• [Extracted text]:
◇ ◇ ◇ ◇ ◇

You can't go wrong with the Scarlett 2i2.


----------



## creativeforge

synkrotron said:


> Here a picture of my mobile setup which comprises the Surface Pro, the QUAD-CAPTURE, which is connected to the Surface Pro with a USB cable, and an Arturia Keystep, which is connected to the QUAD-CAPTURE with a 5 pin DIN MIDI cable. The Arturia keyboard is powered by a USB charger battery.



Thanks Andy, I've been out of the loop for a while and last time we had 5 pins for MIDI. With the Saffire, it's firewire. But I always plugged the keyboard in the soundcard (5 pins). So this made my mind pause for a few minutes trying to visualize what it would be like. I used a Yamaha P-115 and also a M-Audio Code 49.

My laptop has 2 USB ports, one used for a wireless mouse. So I should be good. I'm trying to envision the signal trajectory from the USB keyboard, to the DAW and the audio interface from the DAW both using a USB port.

I'll consider a more costly card, although I haven't discarded most of the rest under $200, except the Steinberg UR series which has many customer reviews that talk of drops in the sound, or in the actual function of it, specifically after Windows 10 updates. Not the UR-C, but previous models.

Thanks!


----------



## creativeforge

Living Fossil said:


> You can't go wrong with the Scarlett 2i2.



Thanks for the recommendation. How do you find the mic pres on this one? I know I said I'd use it "only for live gigs" but who knows...


----------



## Living Fossil

creativeforge said:


> Thanks for the recommendation. How do you find the mic pres on this one? I know I said I'd use it "only for live gigs" but who knows...



In relation to the price you pay they are excellent. 
Clean & neutral (which i'd always prefer over any suboptimal coloration).
They have a kind of a "sweet spot" which is worth to be explored.
(Compensating some dB-s of gain in the DAW instead of forcing the interface's gain knob too much will deliver much better results, in my experience [usually i'm recording with Neumanns or/and AKG mics])

It's really solid quality in my opinion.


----------



## DerGeist

LowweeK said:


> I have a 2i2 first gen and it works perfectly.


18i8 here and also rock solid.


----------



## brynolf

Yep, those Scarletts are top sellers for a reason.


----------



## ed buller

Scarlett

e


----------



## Pier

I'm happy with my Audient iD4. At 64 buffer I get about 5-6ms of input+output latency. Drivers have been stable for me on Windows 10.


----------



## Solarsentinel

Not the same budget but there is the RME Babyface pro. And, it just works... and really well.


----------



## synkrotron

FWIW, I mentioned the Babyface Pro in post #7

But I don't own one so could not really offer an opinion.

@Solarsentinel and @hbjdk , do you own a Babyface Pro?


----------



## Maximvs

I have recently purchased a Focusrite Clarett 4 Pre USB and I am extremely happy with it, I used to have drivers issue with an old M-Audio fire wire sound card and also with a couple of USB 2 soundcards but Focusrite is rock solid and the software that comes with the interface is a joy to work with... I am considering getting A Scarlett Solo 3rd generation for my laptop due to the quality and size...

Cheers,

Max T.

◇ ◇ ◇ ◇ ◇

Stored items

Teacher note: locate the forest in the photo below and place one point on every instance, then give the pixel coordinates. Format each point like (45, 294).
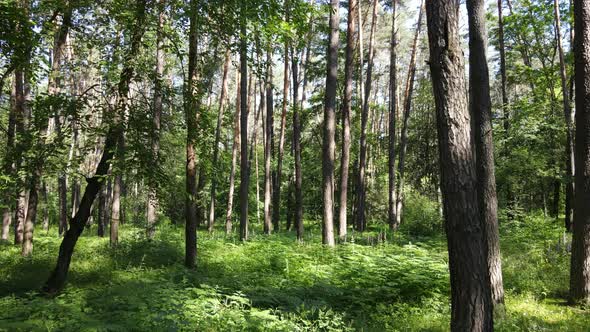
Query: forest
(295, 165)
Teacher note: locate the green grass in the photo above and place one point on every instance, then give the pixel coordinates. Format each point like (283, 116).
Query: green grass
(275, 284)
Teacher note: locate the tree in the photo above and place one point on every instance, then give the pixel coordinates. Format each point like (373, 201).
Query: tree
(330, 127)
(580, 260)
(346, 110)
(481, 112)
(471, 304)
(58, 276)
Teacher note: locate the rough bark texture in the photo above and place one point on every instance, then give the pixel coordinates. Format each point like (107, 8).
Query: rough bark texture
(222, 97)
(391, 210)
(346, 110)
(191, 108)
(329, 144)
(567, 112)
(268, 146)
(57, 278)
(152, 206)
(234, 154)
(580, 263)
(471, 304)
(361, 221)
(297, 152)
(481, 111)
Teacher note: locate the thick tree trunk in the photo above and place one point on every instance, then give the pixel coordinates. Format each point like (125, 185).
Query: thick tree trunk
(361, 221)
(244, 169)
(152, 206)
(57, 278)
(234, 154)
(222, 97)
(481, 111)
(471, 303)
(297, 151)
(346, 110)
(567, 111)
(392, 199)
(580, 263)
(407, 111)
(191, 104)
(329, 144)
(268, 146)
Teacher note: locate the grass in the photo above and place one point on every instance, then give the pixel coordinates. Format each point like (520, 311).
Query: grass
(274, 283)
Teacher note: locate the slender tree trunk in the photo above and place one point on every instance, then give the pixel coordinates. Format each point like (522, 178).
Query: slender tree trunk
(268, 146)
(346, 110)
(580, 260)
(471, 303)
(222, 97)
(235, 147)
(392, 121)
(57, 278)
(191, 104)
(481, 111)
(329, 147)
(569, 149)
(407, 111)
(152, 206)
(244, 169)
(297, 151)
(361, 222)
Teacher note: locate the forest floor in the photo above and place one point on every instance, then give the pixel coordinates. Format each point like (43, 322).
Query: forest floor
(275, 284)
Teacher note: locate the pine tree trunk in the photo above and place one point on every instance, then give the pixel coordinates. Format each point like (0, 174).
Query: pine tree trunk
(481, 112)
(329, 144)
(392, 199)
(471, 303)
(361, 222)
(407, 111)
(346, 110)
(580, 263)
(222, 97)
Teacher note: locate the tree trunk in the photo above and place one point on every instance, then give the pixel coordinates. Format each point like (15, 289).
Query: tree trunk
(471, 304)
(580, 263)
(244, 169)
(392, 121)
(346, 110)
(297, 150)
(569, 149)
(481, 111)
(329, 147)
(268, 146)
(222, 97)
(407, 111)
(234, 154)
(57, 278)
(361, 221)
(191, 108)
(152, 206)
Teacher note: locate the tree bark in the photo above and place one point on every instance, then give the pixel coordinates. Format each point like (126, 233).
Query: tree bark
(346, 110)
(481, 111)
(152, 206)
(569, 148)
(222, 97)
(268, 146)
(407, 112)
(191, 104)
(392, 206)
(580, 260)
(361, 221)
(471, 304)
(57, 278)
(329, 147)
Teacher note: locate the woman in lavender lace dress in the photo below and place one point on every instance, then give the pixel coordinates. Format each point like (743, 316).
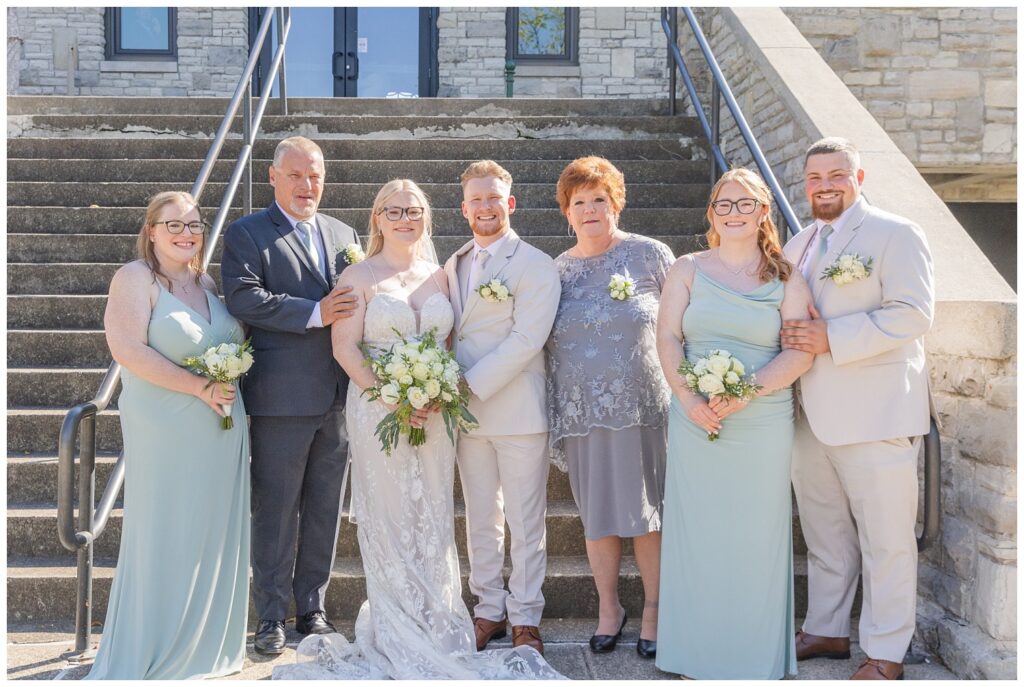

◇ ◇ ◇ ◇ ◇

• [Directions]:
1. Using the forum thread about audio interfaces, decide whether each statement agrees with it: (a) The Arturia Keystep gets its power from a USB charger battery. (b) creativeforge's laptop has three USB ports. (c) Pier gets about 5-6ms of input+output latency at a buffer of 64. Answer yes or no for each, and quote the words from the thread that settle it.
2. Carry on the forum thread about audio interfaces from the point where it stops.

• [In response]:
1.
(a) Yes: "The Arturia keyboard is powered by a USB charger battery."
(b) No: "My laptop has 2 USB ports, one used for a wireless mouse."
(c) Yes: "At 64 buffer I get about 5-6ms of input+output latency."

2.
----------



## bill5

creativeforge said:


> So far I've looked at the Scarlett 2i2, the Steinberg UR22C (although the UR22MKII dropped in price at Sweetwater) and I glanced at the Zoom offereings (U-24 and U-44).


You would be in fine shape with any of those. Behringer 204 as well.


----------



## Loïc D

MOTU has just released 2 new budget interfaces M2 & M4 (2i/2o and 4i/4i), with midi, lcd display, class-compliant USB and Sabre DAC.

(I still have a good old 828mkII that’s rock solid - on Mac)


----------



## Pier

LowweeK said:


> MOTU has just released 2 new budget interfaces M2 & M4 (2i/2o and 4i/4i), with midi, lcd display, class-compliant USB and Sabre DAC.



Wow those interfaces look great and the price is very competitive.



LowweeK said:


> I still have a good old 828mkII that’s rock solid - on Mac



I had the 828mkII ages ago. It was rock solid but the DA converters were not great... A couple of years later I switched to an RME and it was like my ears had been cleaned.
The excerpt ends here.